Hayatımız maskelerin ardındaki başkalarını öğrenmeye ya da başkalarının bizi tanımaya çalışması arasında gidip geliyor. Bu durum "kişiliğin aşınması" olarak tabir edilebilir.
Bu maskeler karşılanmamış ihtiyaçlar yüzünden ortaya çıkmaktadır. Bu karşılanmayan ihtiyaçlar ilişkilerimizi de etkilemektedir.
Aslında "temel ihtiyaçlarımız" bellidir. Aşağıda verdiğim fotoğrafta bir ennegramın üzerine sığdırılmış 9 farklı kişilik türü bulunuyor.
Vücut, kalp ve baş olmak üzere merkezlenmiş bu tipler, öz-değer, dikkat ve güvenlik olarak birincil anahtarlara sahiptir. Her maskenin kendi açığı da bulunmaktadır. Aşağıda üç tür insanın ihtiyacı ve maskeleri bulunmaktadır;
İlişki kurmanın insanlar veya Dünyayla üç yolu vardır. Doğduktan sonra ilk olarak bizi besleyen annemizden kendimizi ayırt etmeyi öğreniyoruz. Buradan sonra hayatla üç farklı şekilde iletişim kurmayı öğreniriz.
Üç yola da içimizde sahibiz ancak her kişilik tipi yalnızla birini öne çıkarır. Herkes kendine hoş gelen ve karşıya hoş gelecek bir tip seçer ve maskesini takar.
Bağlananlar (3-6-9): Maddi dünyada kendileri için olan, olabilecek, olası muhtemel her şeye egoları ile tutunurlar.
Onay ve öz-değer(3), güven sunan inançlar ve gruplar(6), istikrar ve iç huzur sunan rahat konumlar(9) kendi imajlarına bağlantı kurmaktadır.
Bu durumda pragmatist insanlar dengelerini korumak ve dünyayı uzak tutmak için her şeyle ve herkesle müzakere çabasına girebilirler.
Reddedenler(2-5-8): Benlikleri tarafıdan güçsüz, zayıf ve potansiyel olarak mağdur görülüyorlar. Dışarıdan güçlü, istismarcı ve reddedici zannedilebilirler.
Onlar sevgi ve desteklerini(2) bakıcı rolüyle, güç ve korumalarını sert olarak(8), bilgilerini uzman edasıyla(5) sunarak kendilerini savunmaktalar. Onlara dünyayı yönetme şansı verseydik sahiplenici şekilde kendilerine aitmiş gibi yönetirler.
#####
Yapılacak İşler:
1 – Sayfadan alıntıya göre aşağıdaki soruları yanıtlayınız.
(a) Maskeler ne yüzünden ortaya çıkmaktadır?
(b) Ennegramın üzerine kaç farklı kişilik türü sığdırılmıştır?
(c) Reddedenler hangi numaralı tiplerdir?
2 – Sayfadan alıntının "Bu durumda pragmatist" ile başlayıp "ve reddedici zannedilebilirler." ile biten kısmını, "pragmatist" yerine "uzlaşmacı" koyarak değiştiriniz ve yeniden yazınız.
#####
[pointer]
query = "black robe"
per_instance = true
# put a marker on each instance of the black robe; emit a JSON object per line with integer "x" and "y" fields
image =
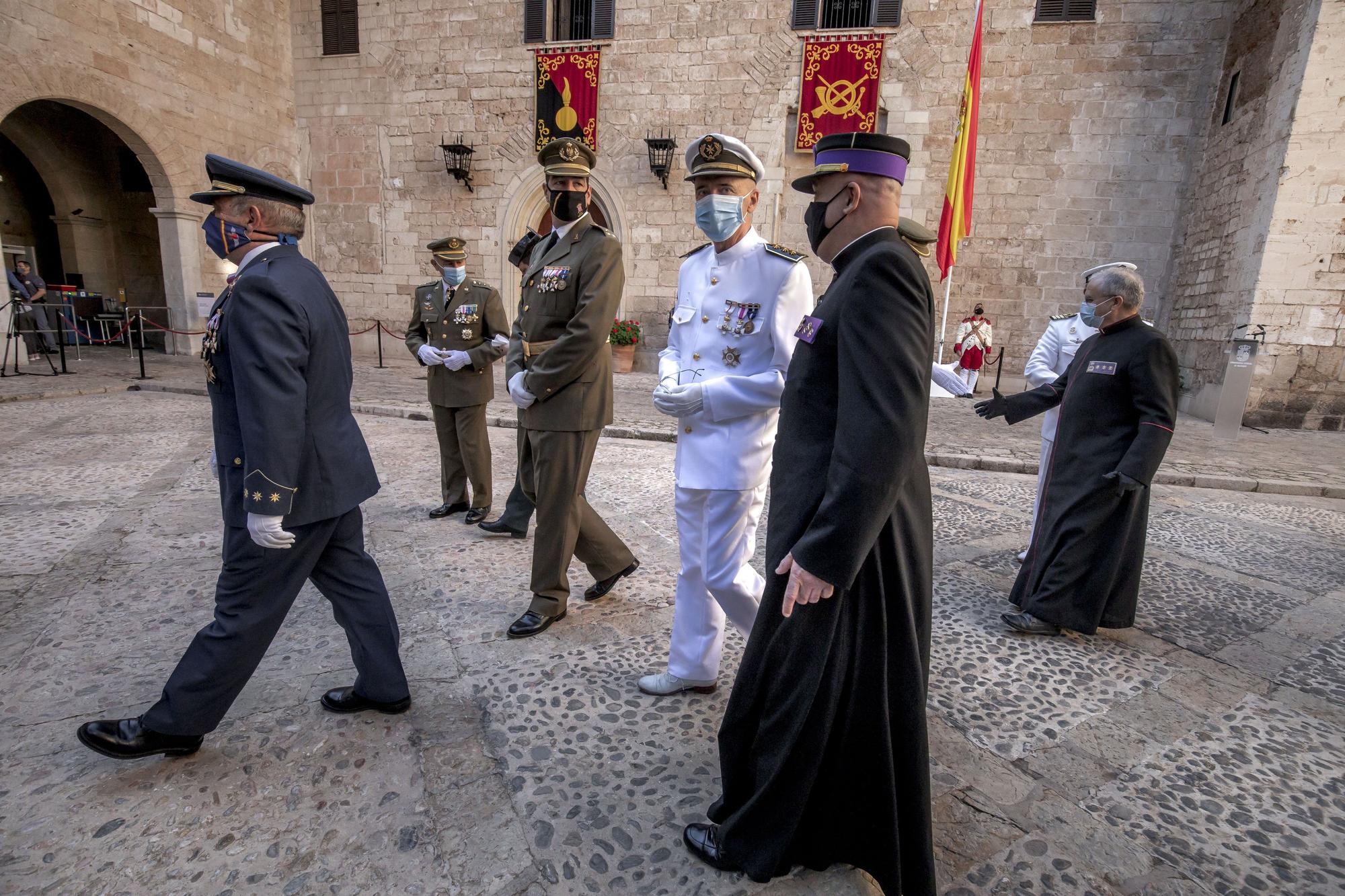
{"x": 1118, "y": 408}
{"x": 824, "y": 745}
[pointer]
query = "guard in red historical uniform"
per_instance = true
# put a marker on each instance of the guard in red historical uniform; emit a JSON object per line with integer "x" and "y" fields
{"x": 973, "y": 346}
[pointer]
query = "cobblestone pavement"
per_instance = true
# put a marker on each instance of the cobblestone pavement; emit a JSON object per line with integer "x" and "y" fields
{"x": 1282, "y": 460}
{"x": 1199, "y": 754}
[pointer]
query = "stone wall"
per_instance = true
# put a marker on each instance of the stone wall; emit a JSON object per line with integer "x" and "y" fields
{"x": 1087, "y": 135}
{"x": 173, "y": 80}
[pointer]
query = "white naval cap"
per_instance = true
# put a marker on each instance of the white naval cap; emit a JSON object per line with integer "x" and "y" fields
{"x": 718, "y": 154}
{"x": 1110, "y": 264}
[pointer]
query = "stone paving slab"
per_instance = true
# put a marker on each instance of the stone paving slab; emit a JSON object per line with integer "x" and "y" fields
{"x": 1061, "y": 766}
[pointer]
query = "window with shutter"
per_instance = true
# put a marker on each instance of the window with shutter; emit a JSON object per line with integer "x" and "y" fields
{"x": 341, "y": 28}
{"x": 535, "y": 21}
{"x": 1067, "y": 10}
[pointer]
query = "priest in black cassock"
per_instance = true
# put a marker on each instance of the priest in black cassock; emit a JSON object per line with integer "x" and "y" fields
{"x": 1118, "y": 408}
{"x": 824, "y": 748}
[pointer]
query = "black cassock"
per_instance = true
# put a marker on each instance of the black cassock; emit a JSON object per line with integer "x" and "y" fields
{"x": 1118, "y": 408}
{"x": 824, "y": 745}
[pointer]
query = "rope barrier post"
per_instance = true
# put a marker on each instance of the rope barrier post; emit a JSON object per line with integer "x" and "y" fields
{"x": 141, "y": 341}
{"x": 61, "y": 338}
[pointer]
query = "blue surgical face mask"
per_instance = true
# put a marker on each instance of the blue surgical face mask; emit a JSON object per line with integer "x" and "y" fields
{"x": 720, "y": 217}
{"x": 1090, "y": 315}
{"x": 224, "y": 236}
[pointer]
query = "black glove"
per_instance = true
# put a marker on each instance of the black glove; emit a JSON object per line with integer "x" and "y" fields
{"x": 993, "y": 408}
{"x": 1124, "y": 482}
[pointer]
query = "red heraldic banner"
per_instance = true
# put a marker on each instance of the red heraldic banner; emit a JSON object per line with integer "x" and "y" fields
{"x": 567, "y": 96}
{"x": 839, "y": 92}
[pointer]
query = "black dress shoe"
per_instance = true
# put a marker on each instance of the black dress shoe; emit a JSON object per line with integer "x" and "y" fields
{"x": 532, "y": 623}
{"x": 501, "y": 528}
{"x": 128, "y": 739}
{"x": 704, "y": 842}
{"x": 601, "y": 588}
{"x": 1030, "y": 624}
{"x": 345, "y": 700}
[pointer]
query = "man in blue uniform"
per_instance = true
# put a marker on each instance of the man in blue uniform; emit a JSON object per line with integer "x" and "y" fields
{"x": 294, "y": 470}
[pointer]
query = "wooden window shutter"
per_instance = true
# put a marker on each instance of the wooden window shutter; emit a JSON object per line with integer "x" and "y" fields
{"x": 605, "y": 19}
{"x": 535, "y": 21}
{"x": 805, "y": 15}
{"x": 887, "y": 14}
{"x": 341, "y": 28}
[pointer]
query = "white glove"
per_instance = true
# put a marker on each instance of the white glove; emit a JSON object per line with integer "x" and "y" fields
{"x": 520, "y": 393}
{"x": 680, "y": 401}
{"x": 268, "y": 533}
{"x": 430, "y": 356}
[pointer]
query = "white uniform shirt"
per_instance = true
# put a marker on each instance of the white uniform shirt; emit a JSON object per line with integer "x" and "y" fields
{"x": 1052, "y": 356}
{"x": 728, "y": 444}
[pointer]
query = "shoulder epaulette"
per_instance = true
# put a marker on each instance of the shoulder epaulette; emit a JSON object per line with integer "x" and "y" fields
{"x": 785, "y": 252}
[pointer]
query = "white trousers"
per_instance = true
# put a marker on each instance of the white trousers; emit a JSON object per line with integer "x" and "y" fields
{"x": 1047, "y": 447}
{"x": 716, "y": 537}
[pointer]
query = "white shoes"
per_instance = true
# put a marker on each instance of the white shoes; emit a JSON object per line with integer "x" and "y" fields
{"x": 666, "y": 684}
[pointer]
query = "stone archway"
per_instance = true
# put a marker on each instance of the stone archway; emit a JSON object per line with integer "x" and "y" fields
{"x": 528, "y": 206}
{"x": 166, "y": 167}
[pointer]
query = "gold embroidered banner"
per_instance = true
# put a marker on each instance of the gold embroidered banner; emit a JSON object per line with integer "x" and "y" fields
{"x": 567, "y": 96}
{"x": 839, "y": 92}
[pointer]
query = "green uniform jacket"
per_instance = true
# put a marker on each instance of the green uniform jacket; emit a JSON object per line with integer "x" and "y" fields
{"x": 455, "y": 327}
{"x": 571, "y": 296}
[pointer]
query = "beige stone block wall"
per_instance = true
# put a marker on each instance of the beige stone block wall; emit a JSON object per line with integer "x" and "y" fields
{"x": 1086, "y": 130}
{"x": 174, "y": 80}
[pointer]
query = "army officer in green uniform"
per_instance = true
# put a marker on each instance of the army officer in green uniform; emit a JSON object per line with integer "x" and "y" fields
{"x": 458, "y": 331}
{"x": 560, "y": 374}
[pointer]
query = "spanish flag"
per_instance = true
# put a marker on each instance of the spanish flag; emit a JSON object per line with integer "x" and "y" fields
{"x": 956, "y": 221}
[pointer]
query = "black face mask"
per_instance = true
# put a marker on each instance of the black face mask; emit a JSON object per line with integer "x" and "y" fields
{"x": 568, "y": 205}
{"x": 816, "y": 217}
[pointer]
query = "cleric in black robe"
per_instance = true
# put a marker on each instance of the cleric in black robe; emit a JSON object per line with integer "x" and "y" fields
{"x": 824, "y": 747}
{"x": 1118, "y": 408}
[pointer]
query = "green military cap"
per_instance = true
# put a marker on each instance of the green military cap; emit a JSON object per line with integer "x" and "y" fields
{"x": 450, "y": 249}
{"x": 918, "y": 236}
{"x": 567, "y": 157}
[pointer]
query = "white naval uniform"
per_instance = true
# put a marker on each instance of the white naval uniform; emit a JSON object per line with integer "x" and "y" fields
{"x": 1052, "y": 356}
{"x": 724, "y": 451}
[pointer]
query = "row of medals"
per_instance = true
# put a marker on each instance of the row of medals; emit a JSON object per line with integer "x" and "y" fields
{"x": 744, "y": 326}
{"x": 210, "y": 345}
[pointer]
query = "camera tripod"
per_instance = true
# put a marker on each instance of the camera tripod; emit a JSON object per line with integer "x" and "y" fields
{"x": 14, "y": 338}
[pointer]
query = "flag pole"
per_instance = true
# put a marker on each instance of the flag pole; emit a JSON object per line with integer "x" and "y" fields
{"x": 944, "y": 327}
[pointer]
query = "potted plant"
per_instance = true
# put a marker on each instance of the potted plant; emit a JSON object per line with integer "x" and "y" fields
{"x": 625, "y": 335}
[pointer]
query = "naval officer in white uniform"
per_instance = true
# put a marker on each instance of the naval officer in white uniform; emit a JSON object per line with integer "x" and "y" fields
{"x": 739, "y": 302}
{"x": 1052, "y": 356}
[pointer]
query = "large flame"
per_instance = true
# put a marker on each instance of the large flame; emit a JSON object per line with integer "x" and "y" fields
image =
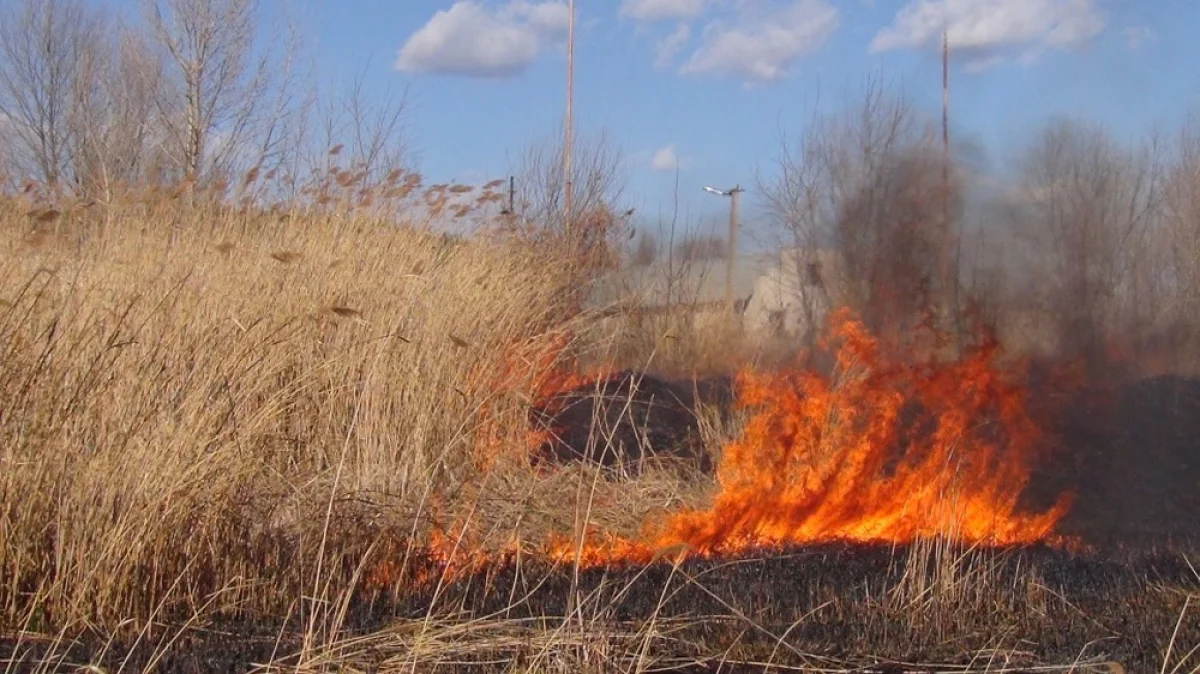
{"x": 891, "y": 446}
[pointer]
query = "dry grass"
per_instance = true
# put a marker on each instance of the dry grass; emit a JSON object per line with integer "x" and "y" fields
{"x": 192, "y": 407}
{"x": 211, "y": 414}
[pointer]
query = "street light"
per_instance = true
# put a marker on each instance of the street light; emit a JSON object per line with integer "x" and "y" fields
{"x": 733, "y": 238}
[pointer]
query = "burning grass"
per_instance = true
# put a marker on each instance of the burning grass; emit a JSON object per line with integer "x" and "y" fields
{"x": 306, "y": 440}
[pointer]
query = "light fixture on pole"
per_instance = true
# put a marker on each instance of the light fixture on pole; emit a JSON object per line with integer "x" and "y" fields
{"x": 733, "y": 239}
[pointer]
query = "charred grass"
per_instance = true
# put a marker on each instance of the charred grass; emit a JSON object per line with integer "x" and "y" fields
{"x": 217, "y": 426}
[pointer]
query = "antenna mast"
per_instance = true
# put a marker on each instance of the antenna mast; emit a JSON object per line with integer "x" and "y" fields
{"x": 568, "y": 142}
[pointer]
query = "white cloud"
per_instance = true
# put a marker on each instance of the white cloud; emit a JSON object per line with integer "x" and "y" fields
{"x": 763, "y": 48}
{"x": 1138, "y": 36}
{"x": 988, "y": 30}
{"x": 665, "y": 158}
{"x": 474, "y": 41}
{"x": 659, "y": 10}
{"x": 670, "y": 46}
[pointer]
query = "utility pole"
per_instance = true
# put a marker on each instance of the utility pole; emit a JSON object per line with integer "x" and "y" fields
{"x": 569, "y": 140}
{"x": 731, "y": 254}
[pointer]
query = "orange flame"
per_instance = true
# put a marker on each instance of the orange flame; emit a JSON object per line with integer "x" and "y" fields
{"x": 891, "y": 447}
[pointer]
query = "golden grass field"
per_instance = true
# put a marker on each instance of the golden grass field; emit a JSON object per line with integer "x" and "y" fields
{"x": 210, "y": 414}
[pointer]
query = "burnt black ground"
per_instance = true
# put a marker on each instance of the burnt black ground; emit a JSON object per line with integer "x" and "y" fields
{"x": 625, "y": 419}
{"x": 1131, "y": 455}
{"x": 829, "y": 601}
{"x": 1133, "y": 462}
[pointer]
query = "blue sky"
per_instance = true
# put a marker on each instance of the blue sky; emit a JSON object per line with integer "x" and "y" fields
{"x": 711, "y": 83}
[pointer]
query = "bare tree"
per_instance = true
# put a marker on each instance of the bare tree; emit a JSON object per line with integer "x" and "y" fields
{"x": 43, "y": 47}
{"x": 646, "y": 250}
{"x": 228, "y": 95}
{"x": 863, "y": 186}
{"x": 1085, "y": 209}
{"x": 114, "y": 124}
{"x": 369, "y": 139}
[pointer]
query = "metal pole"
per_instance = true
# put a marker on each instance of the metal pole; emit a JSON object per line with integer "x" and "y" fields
{"x": 568, "y": 142}
{"x": 733, "y": 247}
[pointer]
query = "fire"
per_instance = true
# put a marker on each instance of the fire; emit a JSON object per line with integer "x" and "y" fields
#####
Alıştırma Çözümleri:
1 –
(a) Karşılanmamış ihtiyaçlar yüzünden.
(b) 9 farklı kişilik türü.
(c) 2, 5 ve 8 numaralı tipler.

2 –
Bu durumda uzlaşmacı insanlar dengelerini korumak ve dünyayı uzak tutmak için her şeyle ve herkesle müzakere çabasına girebilirler.
Reddedenler(2-5-8): Benlikleri tarafıdan güçsüz, zayıf ve potansiyel olarak mağdur görülüyorlar. Dışarıdan güçlü, istismarcı ve reddedici zannedilebilirler.